## Given data
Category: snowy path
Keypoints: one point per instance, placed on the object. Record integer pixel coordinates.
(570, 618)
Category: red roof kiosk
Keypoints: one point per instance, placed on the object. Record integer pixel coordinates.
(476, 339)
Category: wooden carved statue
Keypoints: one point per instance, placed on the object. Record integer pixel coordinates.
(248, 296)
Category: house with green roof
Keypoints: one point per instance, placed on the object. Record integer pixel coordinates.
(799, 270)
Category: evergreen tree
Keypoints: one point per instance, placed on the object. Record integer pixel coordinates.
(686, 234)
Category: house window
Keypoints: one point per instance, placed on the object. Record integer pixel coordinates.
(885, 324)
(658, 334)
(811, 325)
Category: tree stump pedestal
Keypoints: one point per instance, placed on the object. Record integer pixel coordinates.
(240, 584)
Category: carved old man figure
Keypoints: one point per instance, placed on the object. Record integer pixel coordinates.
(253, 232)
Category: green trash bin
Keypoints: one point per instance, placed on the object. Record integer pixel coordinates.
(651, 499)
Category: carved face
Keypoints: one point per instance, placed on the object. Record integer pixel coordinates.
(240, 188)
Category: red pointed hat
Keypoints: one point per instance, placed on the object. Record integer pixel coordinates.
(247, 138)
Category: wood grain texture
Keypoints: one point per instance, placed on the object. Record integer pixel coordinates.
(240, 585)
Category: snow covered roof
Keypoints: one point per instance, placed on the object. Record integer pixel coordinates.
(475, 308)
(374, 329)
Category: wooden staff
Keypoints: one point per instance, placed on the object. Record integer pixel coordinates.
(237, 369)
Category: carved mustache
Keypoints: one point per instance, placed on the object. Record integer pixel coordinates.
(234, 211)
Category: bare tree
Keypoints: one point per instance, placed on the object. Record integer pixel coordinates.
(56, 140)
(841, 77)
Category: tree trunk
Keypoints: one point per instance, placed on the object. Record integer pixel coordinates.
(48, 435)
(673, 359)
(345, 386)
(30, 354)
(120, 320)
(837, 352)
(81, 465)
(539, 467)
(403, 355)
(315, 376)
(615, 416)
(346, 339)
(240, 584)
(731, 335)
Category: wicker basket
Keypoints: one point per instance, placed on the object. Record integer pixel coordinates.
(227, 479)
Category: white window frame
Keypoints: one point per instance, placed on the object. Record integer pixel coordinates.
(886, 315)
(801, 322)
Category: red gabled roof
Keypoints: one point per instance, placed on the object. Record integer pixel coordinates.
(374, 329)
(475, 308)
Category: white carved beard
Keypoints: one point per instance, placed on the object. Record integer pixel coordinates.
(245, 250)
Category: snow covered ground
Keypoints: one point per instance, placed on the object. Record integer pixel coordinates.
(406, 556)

## Task description
Render every line above as a numbered list, omitting blank lines.

## Result
1. Category: snowy path
2. Keypoints: one point per instance, placed on the object. Record integer pixel coordinates.
3. (570, 618)
4. Category: red roof kiosk
5. Keypoints: one point per instance, placed on the object. Record integer pixel coordinates.
6. (476, 339)
7. Category: wooden carved statue
8. Keypoints: one point per instance, placed on the object. Record integer pixel coordinates.
9. (248, 296)
10. Category: house with green roof
11. Keypoints: one point per instance, placed on the object. Record integer pixel coordinates.
12. (799, 270)
13. Category: evergreen tree
14. Keypoints: one point per instance, placed on the object. Record integer pixel coordinates.
15. (686, 234)
16. Category: house window
17. Keypoints: one point per instance, placed on the object. Record integer pixel coordinates.
18. (885, 324)
19. (658, 334)
20. (811, 325)
21. Category: tree stump pedestal
22. Keypoints: one point per instance, placed on the object. Record integer pixel coordinates.
23. (240, 584)
24. Category: carved old man figure
25. Keypoints: one point per instance, placed on the object. Record integer pixel coordinates.
26. (253, 232)
27. Category: green trash bin
28. Keypoints: one point per instance, placed on the object. Record integer pixel coordinates.
29. (651, 499)
30. Category: carved face
31. Keypoints: one point per instance, placed on the object. Record integer pixel coordinates.
32. (240, 188)
33. Category: red pointed hat
34. Keypoints: one point per instance, placed on the object. Record integer pixel coordinates.
35. (247, 138)
36. Category: wood grain texture
37. Keypoints: one point per instance, placed on the object. Record integer pixel coordinates.
38. (240, 585)
39. Category: snow covered roof
40. Keypoints: one point per instance, placed on the object. Record integer pixel coordinates.
41. (475, 308)
42. (374, 329)
43. Category: wooden staff
44. Keypoints: one point per instance, placed on the object. Record integer pixel coordinates.
45. (237, 369)
46. Category: carved mustache
47. Keypoints: one point per instance, placed on the object. Record integer pixel coordinates.
48. (234, 211)
49. Category: bare tree
50. Keypoints: one point per instance, placed on the object. Record integer pixel coordinates.
51. (56, 140)
52. (841, 77)
53. Category: tree trunk
54. Keypoints: one point per instance, placed on the object. Record integer pixel coordinates.
55. (48, 435)
56. (673, 359)
57. (345, 386)
58. (30, 354)
59. (120, 320)
60. (837, 352)
61. (81, 465)
62. (539, 467)
63. (403, 355)
64. (315, 376)
65. (615, 416)
66. (346, 339)
67. (240, 584)
68. (731, 335)
69. Category: wicker basket
70. Keypoints: one point per instance, placed on the object. Record integer pixel coordinates.
71. (227, 479)
72. Category: white window frame
73. Keypoints: one point per instance, placed on the object. Record integer pixel coordinates.
74. (886, 315)
75. (801, 322)
76. Category: red gabled roof
77. Keypoints: one point per instance, placed on the object. Record integer pixel coordinates.
78. (374, 329)
79. (475, 308)
80. Category: white carved beard
81. Keypoints: one point per instance, placed on the object. Record integer pixel coordinates.
82. (245, 250)
83. Category: snow covered ground
84. Keypoints: one point per instance, placed on the object. Record integer pixel coordinates.
85. (406, 556)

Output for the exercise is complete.